Entries taken from a collection
-- BEGIN --
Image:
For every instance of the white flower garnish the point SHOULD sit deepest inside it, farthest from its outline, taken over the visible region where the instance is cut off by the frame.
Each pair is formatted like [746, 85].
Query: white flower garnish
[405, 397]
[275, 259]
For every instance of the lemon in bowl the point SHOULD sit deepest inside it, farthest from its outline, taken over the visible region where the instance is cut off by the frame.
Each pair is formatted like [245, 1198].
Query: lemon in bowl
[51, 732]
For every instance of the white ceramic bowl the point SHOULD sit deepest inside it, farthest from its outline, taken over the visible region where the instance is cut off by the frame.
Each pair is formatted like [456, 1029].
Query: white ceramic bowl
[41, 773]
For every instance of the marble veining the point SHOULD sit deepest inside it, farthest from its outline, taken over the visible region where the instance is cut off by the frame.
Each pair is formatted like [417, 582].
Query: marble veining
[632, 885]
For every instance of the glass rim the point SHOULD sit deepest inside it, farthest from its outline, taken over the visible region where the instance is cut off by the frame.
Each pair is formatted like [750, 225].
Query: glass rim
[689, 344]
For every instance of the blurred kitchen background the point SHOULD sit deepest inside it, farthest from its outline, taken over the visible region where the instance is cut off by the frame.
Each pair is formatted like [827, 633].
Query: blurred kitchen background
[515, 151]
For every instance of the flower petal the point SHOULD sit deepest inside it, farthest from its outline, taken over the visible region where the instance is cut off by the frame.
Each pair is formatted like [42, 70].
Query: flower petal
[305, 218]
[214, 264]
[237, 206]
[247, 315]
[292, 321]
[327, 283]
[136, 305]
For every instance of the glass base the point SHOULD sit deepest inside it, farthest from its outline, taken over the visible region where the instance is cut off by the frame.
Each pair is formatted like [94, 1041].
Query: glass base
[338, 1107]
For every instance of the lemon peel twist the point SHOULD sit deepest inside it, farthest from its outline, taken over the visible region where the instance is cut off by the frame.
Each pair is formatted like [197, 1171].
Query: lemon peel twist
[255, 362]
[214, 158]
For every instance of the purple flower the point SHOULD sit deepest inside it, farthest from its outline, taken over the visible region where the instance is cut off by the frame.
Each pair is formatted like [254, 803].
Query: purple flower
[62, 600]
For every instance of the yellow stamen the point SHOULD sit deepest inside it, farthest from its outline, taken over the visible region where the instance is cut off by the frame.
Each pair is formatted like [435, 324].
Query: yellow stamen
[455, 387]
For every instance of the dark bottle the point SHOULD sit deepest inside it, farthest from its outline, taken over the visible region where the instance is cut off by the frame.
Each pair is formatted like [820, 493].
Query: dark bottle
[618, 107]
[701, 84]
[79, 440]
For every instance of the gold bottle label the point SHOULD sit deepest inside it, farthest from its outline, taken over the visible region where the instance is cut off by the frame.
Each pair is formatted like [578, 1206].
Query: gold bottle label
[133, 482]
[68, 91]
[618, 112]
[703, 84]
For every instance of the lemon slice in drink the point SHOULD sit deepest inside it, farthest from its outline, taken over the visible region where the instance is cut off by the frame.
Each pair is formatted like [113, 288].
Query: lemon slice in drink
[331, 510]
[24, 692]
-- END --
* [WRITTEN PROBLEM]
Nothing should be left out: return all of the records exactly.

* [EXERCISE SOLUTION]
Image:
For every instance of the white flower garnish the point SHOULD sit deepest inside it, farthest from its outline, taken over the visible region where the instance is cut off by the frame.
Each pair is formatted like [746, 85].
Query: white flower garnish
[405, 397]
[275, 259]
For every instance of the lemon in bowl the point SHOULD sit deepest inside it, farthest from its outline, taken over the visible region where the instance is cut off by the frame.
Each pair is formatted like [245, 1198].
Query: lemon in bowl
[51, 732]
For every instance of the white ceramic bowl the point SHOULD sit deepest inside it, farthest from its outline, taken over the visible region where the instance is cut off by the frame.
Each pair is formatted like [456, 1029].
Query: white ceramic bowl
[41, 773]
For every instance of the marble veining the point SHOULD sit deepest inside it, farthest from its outline, taken over the visible region where the instance is cut off by the frame.
Each pair is formatted like [417, 582].
Query: marble veining
[632, 885]
For every instance of the glass rim the point SHOULD sit deepest inside it, farthest from its outline, taken over the visible region where the instance is cut off by the frame.
Each pair is formatted like [750, 225].
Query: glass rim
[689, 344]
For every instance of the blurred kitchen background the point SHOULD sit deepest inside it, farthest from its outline, taken over the visible region where the instance is cut off by the frame.
Each pair is formatted like [827, 633].
Query: blurred kitchen background
[515, 151]
For every instance of the flower petal the point SHOULD sit deepest inside it, farthest from its outline, taken over the visible region where the instance is cut off by the frame.
Each pair is formatted like [42, 70].
Query: flower petal
[305, 218]
[214, 264]
[237, 206]
[247, 315]
[292, 321]
[327, 283]
[136, 305]
For every instance of the glass base the point SHOULD sit deepest inside it, farthest from its outline, taken over the visible region where the instance is cut off by the frame.
Each pair is formatted like [94, 1041].
Query: glass base
[338, 1107]
For every instance of the lemon peel twist the point SHOULD sit deepest inside it, farthest from its outline, taken over the visible region where the instance is cut off by the frame.
Each pair is formatted like [197, 1171].
Query: lemon peel twist
[255, 362]
[214, 158]
For every instance of the purple flower the point SHOULD sit deepest inside it, farthest from its outline, taken over the visible region where the instance is cut off by the frame.
Each pair is formatted like [254, 803].
Query: purple flower
[62, 600]
For every instance of the yellow stamen the point SHOULD sit deepest inside it, farthest from its outline, taken over the visible region where the instance is cut off by the frame.
Each pair is formatted like [435, 324].
Query: yellow stamen
[455, 387]
For every instance of the dark bottle the point SHOULD sit deepest inside it, farthest from its outline, taken over the visible region where the instance is cut off by the frame.
Each pair is formatted like [820, 493].
Query: dark bottle
[618, 107]
[701, 84]
[79, 440]
For every instance of the gold bottle label the point SHOULD sit deepest inside it, farthest from its outline, taken over the visible region where the instance is cut off by the frame.
Each pair is formatted like [578, 1206].
Query: gold bottle label
[133, 482]
[68, 91]
[618, 112]
[703, 84]
For every instance of the lemon slice in drink the point SHOULD sit deepest inside it, farthest from its outline, taken over the visible region where the instance is cut off by the frame.
Each pair is formatted like [113, 288].
Query: lemon slice in drink
[331, 510]
[24, 692]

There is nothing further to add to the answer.